"Soneto burocrático", de José Lino Grünewald.

SONETO BUROCRÁTICO.

Salvo melhor juízo doravante,
Dessarte, data vênia, por suposto,
Por outro lado, maximé, isso posto,
Todavia deveras, não obstante

Pelo presente, atenciosamente,
Pede deferimento sobretudo, 
Nestes termos, quiçá, aliás, contudo
Cordialmente alhures entrementes

Sub-roga ao alvedrio ou outrossim
Amiúde nesse ínterim, senão
Mediante qual mormente, oxalá quão

Via de regra te-lo-ão enfim
Ipso facto outorgado, mas porém
Vem substabelecido assim, amém.

§

As contradições de se buscar uma cultura letrada num país de iletrados marcaram a fundo nossa história enquanto povo. Dá pra ver isso muito bem nos adornos pedantes com que via de regra fizemos questão de lambuzar nossas obras intelectuais. O caso jurídico salta aos olhos. É muito mais do que um simples jargão técnico. É um gosto pela prolixidade e pelo pedantismo que turva até mesmo, nos seus casos mais extremos, a compreensão entre os próprios pares, pra não dizer no fato de que cria uma crosta de dificuldades num setor da inteligência que deveria estar umbilicalmente ligado à sociedade e deveria prezar pela comunicação rápida e eficiente acima de tudo.

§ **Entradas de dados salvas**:
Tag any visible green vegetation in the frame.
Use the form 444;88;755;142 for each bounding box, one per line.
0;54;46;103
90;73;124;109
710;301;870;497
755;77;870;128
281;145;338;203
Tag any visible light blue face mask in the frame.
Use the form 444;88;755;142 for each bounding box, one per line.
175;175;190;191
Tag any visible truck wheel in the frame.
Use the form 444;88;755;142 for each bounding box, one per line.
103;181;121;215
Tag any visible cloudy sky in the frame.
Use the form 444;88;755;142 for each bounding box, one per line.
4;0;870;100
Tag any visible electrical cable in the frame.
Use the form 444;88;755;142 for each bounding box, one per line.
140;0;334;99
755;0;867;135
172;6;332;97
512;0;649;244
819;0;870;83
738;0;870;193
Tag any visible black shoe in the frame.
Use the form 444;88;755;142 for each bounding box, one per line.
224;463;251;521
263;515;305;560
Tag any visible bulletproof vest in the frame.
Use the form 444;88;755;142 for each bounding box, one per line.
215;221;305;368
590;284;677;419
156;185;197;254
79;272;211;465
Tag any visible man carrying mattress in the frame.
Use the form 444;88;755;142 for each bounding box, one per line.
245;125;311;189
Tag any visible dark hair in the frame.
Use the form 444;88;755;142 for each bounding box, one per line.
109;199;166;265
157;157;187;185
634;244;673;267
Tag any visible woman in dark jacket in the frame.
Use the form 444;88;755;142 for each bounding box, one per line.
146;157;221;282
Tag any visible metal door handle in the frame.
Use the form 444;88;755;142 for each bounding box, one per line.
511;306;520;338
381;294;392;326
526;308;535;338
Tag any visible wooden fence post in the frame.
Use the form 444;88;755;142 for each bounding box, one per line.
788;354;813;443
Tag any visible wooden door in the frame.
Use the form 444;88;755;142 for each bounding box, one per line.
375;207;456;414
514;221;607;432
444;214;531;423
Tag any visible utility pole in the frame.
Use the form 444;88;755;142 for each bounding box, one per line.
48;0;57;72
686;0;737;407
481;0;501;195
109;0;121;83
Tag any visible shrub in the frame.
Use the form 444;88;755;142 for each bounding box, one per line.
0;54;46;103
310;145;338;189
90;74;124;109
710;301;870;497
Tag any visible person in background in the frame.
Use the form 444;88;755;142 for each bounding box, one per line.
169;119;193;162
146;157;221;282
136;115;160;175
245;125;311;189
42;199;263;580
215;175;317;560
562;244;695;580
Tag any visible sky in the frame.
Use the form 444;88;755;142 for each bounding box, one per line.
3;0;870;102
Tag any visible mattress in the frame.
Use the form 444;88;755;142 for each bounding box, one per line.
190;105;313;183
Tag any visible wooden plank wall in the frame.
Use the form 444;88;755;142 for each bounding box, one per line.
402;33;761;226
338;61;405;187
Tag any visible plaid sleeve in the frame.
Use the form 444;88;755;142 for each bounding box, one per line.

§ **Tarefa proposta**:
Copie, sem nenhuma alteração, o trecho da seleção que abre com as palavras "Sub-roga ao alvedrio" e fecha com "acima de tudo.".

§ **Resposta completa**:
Sub-roga ao alvedrio ou outrossim
Amiúde nesse ínterim, senão
Mediante qual mormente, oxalá quão

Via de regra te-lo-ão enfim
Ipso facto outorgado, mas porém
Vem substabelecido assim, amém.

§

As contradições de se buscar uma cultura letrada num país de iletrados marcaram a fundo nossa história enquanto povo. Dá pra ver isso muito bem nos adornos pedantes com que via de regra fizemos questão de lambuzar nossas obras intelectuais. O caso jurídico salta aos olhos. É muito mais do que um simples jargão técnico. É um gosto pela prolixidade e pelo pedantismo que turva até mesmo, nos seus casos mais extremos, a compreensão entre os próprios pares, pra não dizer no fato de que cria uma crosta de dificuldades num setor da inteligência que deveria estar umbilicalmente ligado à sociedade e deveria prezar pela comunicação rápida e eficiente acima de tudo.